[[ Input material, beginning ]]
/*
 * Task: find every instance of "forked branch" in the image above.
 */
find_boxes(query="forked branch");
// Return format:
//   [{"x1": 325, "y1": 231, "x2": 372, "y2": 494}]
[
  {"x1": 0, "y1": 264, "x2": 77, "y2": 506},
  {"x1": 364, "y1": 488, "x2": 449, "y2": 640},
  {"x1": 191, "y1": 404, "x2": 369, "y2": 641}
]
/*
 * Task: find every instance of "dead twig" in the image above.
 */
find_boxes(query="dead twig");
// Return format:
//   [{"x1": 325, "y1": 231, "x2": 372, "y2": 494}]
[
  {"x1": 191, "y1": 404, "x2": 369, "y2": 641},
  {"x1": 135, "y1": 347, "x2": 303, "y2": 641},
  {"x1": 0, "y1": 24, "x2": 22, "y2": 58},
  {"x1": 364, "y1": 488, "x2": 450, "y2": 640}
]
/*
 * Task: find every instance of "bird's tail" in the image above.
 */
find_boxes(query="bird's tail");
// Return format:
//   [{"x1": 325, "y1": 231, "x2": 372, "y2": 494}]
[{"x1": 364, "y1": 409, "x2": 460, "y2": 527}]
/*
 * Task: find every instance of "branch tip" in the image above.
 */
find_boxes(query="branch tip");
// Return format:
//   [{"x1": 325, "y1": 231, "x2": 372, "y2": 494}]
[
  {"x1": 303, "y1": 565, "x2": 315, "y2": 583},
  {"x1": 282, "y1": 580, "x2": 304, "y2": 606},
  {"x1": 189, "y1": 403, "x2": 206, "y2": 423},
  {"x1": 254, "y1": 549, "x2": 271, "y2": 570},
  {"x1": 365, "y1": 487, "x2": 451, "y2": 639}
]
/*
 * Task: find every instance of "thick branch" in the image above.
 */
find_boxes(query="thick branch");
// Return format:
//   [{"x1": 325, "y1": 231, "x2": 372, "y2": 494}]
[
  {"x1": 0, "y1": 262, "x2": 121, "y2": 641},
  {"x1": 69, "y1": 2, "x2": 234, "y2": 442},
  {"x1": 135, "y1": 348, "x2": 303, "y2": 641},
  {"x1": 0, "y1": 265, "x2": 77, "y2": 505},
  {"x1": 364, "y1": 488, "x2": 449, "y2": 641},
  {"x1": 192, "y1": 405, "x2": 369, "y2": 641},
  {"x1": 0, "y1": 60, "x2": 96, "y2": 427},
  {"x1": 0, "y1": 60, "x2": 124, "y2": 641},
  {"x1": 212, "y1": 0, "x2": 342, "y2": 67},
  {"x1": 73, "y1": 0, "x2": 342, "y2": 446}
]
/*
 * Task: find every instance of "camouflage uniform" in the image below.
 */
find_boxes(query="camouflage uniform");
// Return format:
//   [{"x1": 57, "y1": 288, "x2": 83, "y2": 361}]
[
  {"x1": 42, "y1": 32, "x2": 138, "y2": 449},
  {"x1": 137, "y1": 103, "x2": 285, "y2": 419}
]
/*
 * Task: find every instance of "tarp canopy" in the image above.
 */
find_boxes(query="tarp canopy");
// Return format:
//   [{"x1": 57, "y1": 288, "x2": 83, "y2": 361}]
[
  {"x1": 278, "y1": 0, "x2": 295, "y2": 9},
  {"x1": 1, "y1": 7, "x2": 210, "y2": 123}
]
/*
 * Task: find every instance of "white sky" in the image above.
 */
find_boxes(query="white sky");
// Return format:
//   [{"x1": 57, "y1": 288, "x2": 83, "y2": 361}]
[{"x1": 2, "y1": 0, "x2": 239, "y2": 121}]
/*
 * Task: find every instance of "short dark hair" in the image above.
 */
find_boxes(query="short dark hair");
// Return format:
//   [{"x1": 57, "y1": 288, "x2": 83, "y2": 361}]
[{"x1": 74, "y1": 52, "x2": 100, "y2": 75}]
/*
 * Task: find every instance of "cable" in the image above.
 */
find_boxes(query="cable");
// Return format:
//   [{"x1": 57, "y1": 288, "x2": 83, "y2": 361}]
[[ Input material, end ]]
What you need to do —
Search the material above for the word "canopy", and return each line that holds it.

Answer to this problem —
 * Task: find every instance of "tarp canopy" in the image above.
find_boxes(query="tarp canopy");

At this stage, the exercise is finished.